Summarize the text about Horrocks in two sentences.

# [TEXT UNDER STUDY]
*****

This dread of being mistaken for everyone else has turned up in her work before, notably in her audacious and award-winning performance in Mike Leigh's 1990 film Life Is Sweet. Horrocks was a real shock to the system as Nicola, the bulimic back-bedroom rebel with a face like a clenched fist and a voice that suggested Donald Duck with depression. Her fingers snapped violently at the air as she squinted through her spectacles and pronounced that everything was "bollarks". And still she clung to the family that she professed to loathe. People always recall the scene in which Horrocks has chocolate spread licked from her naked chest, just as they witter on about that point in Macbeth when she urinated on stage. But the most pertinent moment in Life Is Sweet comes when Nicola's twin sister tells her plainly: "You can't leave, can you? You want to be with us."

There is the same tug-of-war in Horrocks. She tells me that her mother says she's like "the woman in the bottle of vinegar", but I confess this means nothing to me. "She was stuck in this bottle of vinegar," she explains patiently, "and she wanted to get out. But when she was out, she wanted to be back in the bottle of vinegar." Like "the grass is greener on the other side," I suppose, only less grassy and more... vinegary.

It transpires that her mother made this observation recently, when Horrocks was bemoaning the fact that while she feels tremendous guilt whenever she is away from her children, she could not contemplate forsaking work. She tried a few years ago, after suffering from the pressures of promoting the film version of Little Voice in America while pregnant, and then pushing an album she had recorded. "I just gave up for a while." She makes it sound like removing a hat. Perhaps that's how it felt. She admits that her appearances as Prunella Scales's terminally embarrassed daughter in the long-running Tesco television adverts have given her complete financial security. She says it has made her lazy, too, and that sometimes she asks herself: "Shall I just sit back on my sofa and enjoy the fact that I don't have to do anything?"

But that never lasts. You can see her antsiness even as she contemplates the idea. Her partner, the writer Nick Vivian, occasionally suggests that she should order the weekly groceries online, but she won't have it. She likes the jaunt to the shops - to Tesco, of course. It would be a clear breach of contract if she were ever snapped picking out a jar of gherkins in Asda, or checking Pink Ladies for bruises in Somerfield. She gives a grim, tight-lipped smile when I bring up an old interview in which she mentioned being in Sainsbury's, even though it dates to before the Tesco campaign. "I like Tesco," she says, recovering. "And no one ever recognises me there." It's not clear whether this is a good or bad thing. "Sometimes if I get a rude checkout girl, I want to say, 'Do you realise who I am? I advertise this joint!'"

*****

Text-to-region grounding data

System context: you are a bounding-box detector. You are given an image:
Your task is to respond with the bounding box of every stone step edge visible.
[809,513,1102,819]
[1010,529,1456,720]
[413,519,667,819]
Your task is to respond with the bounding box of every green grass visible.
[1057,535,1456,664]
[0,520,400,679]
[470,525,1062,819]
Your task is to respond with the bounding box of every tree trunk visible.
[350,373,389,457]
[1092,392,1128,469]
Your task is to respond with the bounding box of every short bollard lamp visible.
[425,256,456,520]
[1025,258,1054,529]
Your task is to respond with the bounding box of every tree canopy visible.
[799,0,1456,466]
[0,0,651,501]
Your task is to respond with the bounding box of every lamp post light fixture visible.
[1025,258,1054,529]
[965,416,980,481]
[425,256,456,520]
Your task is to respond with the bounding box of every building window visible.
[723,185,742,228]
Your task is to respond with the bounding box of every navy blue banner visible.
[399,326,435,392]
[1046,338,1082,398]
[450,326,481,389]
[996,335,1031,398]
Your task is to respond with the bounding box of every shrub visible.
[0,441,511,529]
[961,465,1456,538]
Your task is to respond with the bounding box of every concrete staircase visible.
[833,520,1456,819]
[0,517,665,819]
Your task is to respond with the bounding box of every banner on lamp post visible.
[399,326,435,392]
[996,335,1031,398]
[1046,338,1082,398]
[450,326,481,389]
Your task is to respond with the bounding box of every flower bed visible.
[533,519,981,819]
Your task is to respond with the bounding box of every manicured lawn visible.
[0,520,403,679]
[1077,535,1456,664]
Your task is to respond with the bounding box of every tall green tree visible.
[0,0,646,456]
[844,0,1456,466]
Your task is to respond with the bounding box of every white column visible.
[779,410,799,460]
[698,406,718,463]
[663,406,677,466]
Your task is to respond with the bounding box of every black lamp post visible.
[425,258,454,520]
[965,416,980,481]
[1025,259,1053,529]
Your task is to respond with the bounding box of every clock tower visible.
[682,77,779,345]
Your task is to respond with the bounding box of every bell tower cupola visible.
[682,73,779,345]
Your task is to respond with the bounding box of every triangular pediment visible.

*****

# [WRITTEN ANSWER]
Horrocks feels the same tug-of-war as Nicola, her character in Life Is Sweet who clings to the family she professes to loathe, and her mother likens her to "the woman in the bottle of vinegar" who wants out and then wants back in. She feels guilty whenever she is away from her children yet cannot contemplate forsaking work, and although her Tesco adverts have given her complete financial security, she still prefers going to Tesco herself over ordering groceries online.